Return the entries below word for word; no images should appear in the copy.

> _Information supplied_
::::::::::

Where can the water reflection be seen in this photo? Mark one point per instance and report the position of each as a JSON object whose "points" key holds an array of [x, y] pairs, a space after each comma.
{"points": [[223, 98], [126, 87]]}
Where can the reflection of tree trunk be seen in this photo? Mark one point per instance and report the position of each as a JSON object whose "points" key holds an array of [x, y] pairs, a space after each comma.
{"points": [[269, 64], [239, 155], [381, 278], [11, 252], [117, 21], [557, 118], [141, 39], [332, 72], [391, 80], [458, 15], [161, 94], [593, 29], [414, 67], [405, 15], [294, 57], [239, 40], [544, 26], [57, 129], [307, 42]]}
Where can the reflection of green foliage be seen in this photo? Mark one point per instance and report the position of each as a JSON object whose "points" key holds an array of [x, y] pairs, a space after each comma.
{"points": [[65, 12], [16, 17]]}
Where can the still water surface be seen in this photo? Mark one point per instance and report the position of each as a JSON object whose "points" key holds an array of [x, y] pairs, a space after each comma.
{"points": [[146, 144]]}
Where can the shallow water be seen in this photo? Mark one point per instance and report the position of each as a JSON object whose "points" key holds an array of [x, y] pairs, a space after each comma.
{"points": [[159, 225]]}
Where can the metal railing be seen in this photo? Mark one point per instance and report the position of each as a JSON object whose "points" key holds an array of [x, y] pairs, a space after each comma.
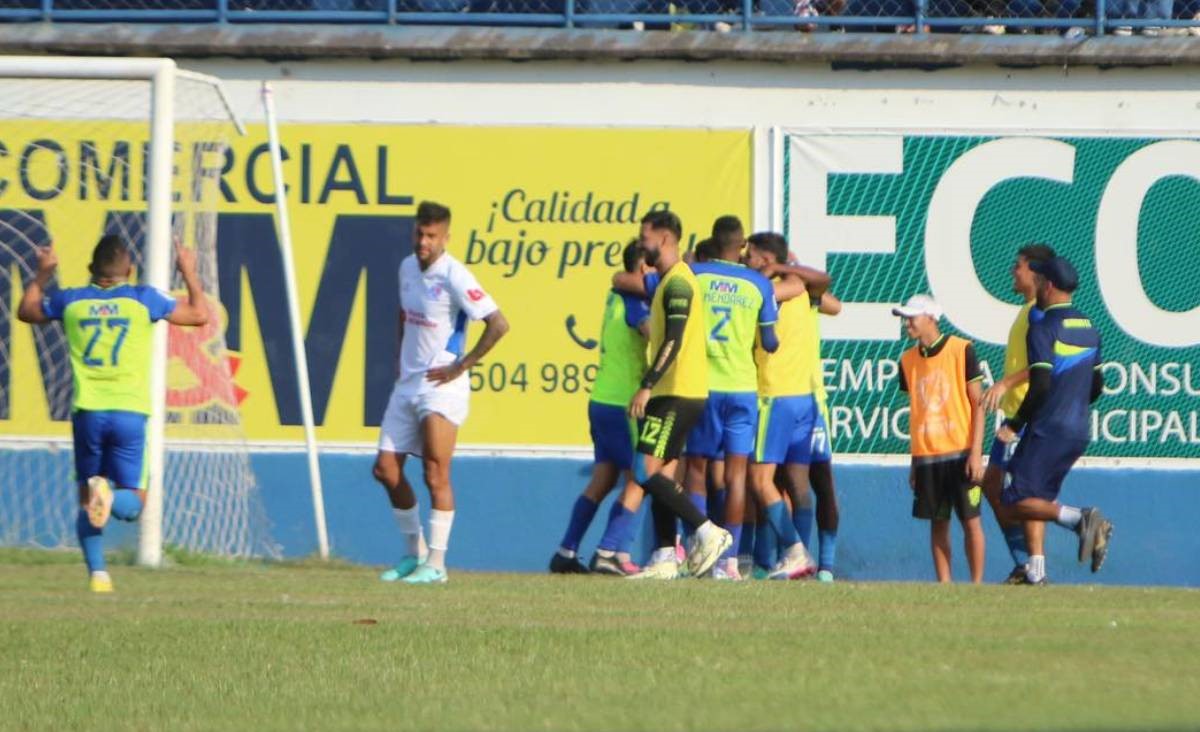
{"points": [[1068, 17]]}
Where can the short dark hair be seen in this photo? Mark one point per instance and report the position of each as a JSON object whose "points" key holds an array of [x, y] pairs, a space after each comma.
{"points": [[634, 255], [771, 243], [706, 251], [1036, 252], [432, 213], [664, 220], [111, 251]]}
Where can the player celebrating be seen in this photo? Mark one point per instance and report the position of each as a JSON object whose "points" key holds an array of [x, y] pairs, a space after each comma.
{"points": [[430, 400], [941, 375], [671, 400], [622, 365], [1065, 379], [108, 325]]}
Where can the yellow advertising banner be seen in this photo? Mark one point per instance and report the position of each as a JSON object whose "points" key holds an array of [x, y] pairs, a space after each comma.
{"points": [[540, 216]]}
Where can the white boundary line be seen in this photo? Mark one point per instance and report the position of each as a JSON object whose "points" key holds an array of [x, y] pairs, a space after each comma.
{"points": [[555, 453]]}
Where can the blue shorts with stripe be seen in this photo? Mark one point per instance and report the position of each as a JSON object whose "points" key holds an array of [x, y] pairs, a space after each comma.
{"points": [[785, 429], [111, 444], [612, 435], [727, 426]]}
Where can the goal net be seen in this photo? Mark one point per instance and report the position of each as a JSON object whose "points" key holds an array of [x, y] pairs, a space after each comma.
{"points": [[75, 165]]}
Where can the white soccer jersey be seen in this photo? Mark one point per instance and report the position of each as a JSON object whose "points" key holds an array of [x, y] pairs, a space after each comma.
{"points": [[437, 305]]}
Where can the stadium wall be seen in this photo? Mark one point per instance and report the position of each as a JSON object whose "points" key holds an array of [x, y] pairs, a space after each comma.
{"points": [[515, 497]]}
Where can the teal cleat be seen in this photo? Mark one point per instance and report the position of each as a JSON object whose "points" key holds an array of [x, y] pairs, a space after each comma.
{"points": [[426, 575], [403, 568]]}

::::::::::

> _Expected answer_
Where can the water reflection be seen in this photo? Mark one point per instance and report the position of each as a JSON object whose "points" key holds an array of [x, y] pairs, a space after each comma.
{"points": [[223, 98], [126, 87]]}
Where can the reflection of tree trunk be seen in this photo? Mark one point per instance and report the position of each as a JSON object whose "points" key holds an array of [x, y] pairs, a space after each comma.
{"points": [[269, 64], [239, 155], [381, 278], [11, 252], [117, 21], [557, 118], [141, 39], [332, 72], [391, 80], [458, 15], [161, 94], [593, 29], [414, 67], [405, 15], [294, 57], [239, 40], [544, 26], [57, 129], [307, 42]]}
Where can the reflection of green foliage be seen in this photo? Mark one point per instance and report the position of each as a JSON object whose "points" key holds an array of [x, y] pairs, a space after each comma.
{"points": [[65, 12], [16, 17]]}
Where can the still water surface be seen in this photo? Mark one point per instance and report the position of each as a JSON object whose "points" key holds an array of [x, y] pairs, a space after each comma.
{"points": [[146, 144]]}
Where can the shallow water be seen in this photo? Mark one point per instance and report the position of each as a JSON object whose "points" key holds an array of [x, y] pairs, a space after each comma.
{"points": [[159, 225]]}
Where can the metal railing be seen in this photo? Mark one point per instance and report the position of each as a JSON object whose "points" key holds an array of [x, y] pairs, a space after each comma.
{"points": [[1068, 17]]}
Where can the short dark hair be seen in this photo? Mark one point per instance and report the position of each as a JSON object whose "points" key holds an array of [x, y] pairs, a space after each comma.
{"points": [[634, 255], [771, 243], [706, 251], [1036, 252], [432, 213], [664, 220], [111, 251]]}
Where can the player celebrating be seen in this photo? Mark one point per instance and report the position of each as a JSON object whose "points" key holds an array of [x, y] pairs, a space after each comma.
{"points": [[430, 400], [941, 375], [671, 400], [622, 365], [1065, 379], [108, 325]]}
Where can the yellow advertising banner be seen in this photo? Mark one point per instance and report the position of each as a JSON object whose "points" key holds an array of [x, y] pairs, a space after each comma.
{"points": [[540, 216]]}
Where can the white boundary line be seen in this photo? Mark one point per instance and report the position of each as a JSON object whose "points" key holds an array of [x, y] pairs, a space after each comma.
{"points": [[555, 453]]}
Where can the blue shorts with stripe be seen in this photo? Mark one point per instance and report the position of each as a JSON object whose "points" key holds an array of [x, y] pairs, a space after each comma.
{"points": [[785, 429], [111, 444], [612, 435], [727, 426]]}
Where can the goal net be seen in this photo? Mark one point per instance and report the position of each as a JSON object whose "points" key holds an array of [x, y] pairs, a space after each comma.
{"points": [[75, 165]]}
Where can the white soccer jersey be seen in this photo? Mark one point per instance and report the position of each as a JSON object whose "points" key holds an array of [x, y] pairs, a space after each comma.
{"points": [[437, 305]]}
Where can the stadium wall be seen in this photo? Mark one point per instance and report the position of each as a JSON object whose "points" key holds an array of [x, y] pairs, a space after each comma.
{"points": [[515, 497]]}
Where can the teal cleat be seen in this photo? Mark one point per instance and report the position of each as a JSON object whose "points" key holds an array of [x, y] pairs, a space after each comma.
{"points": [[426, 575], [403, 568]]}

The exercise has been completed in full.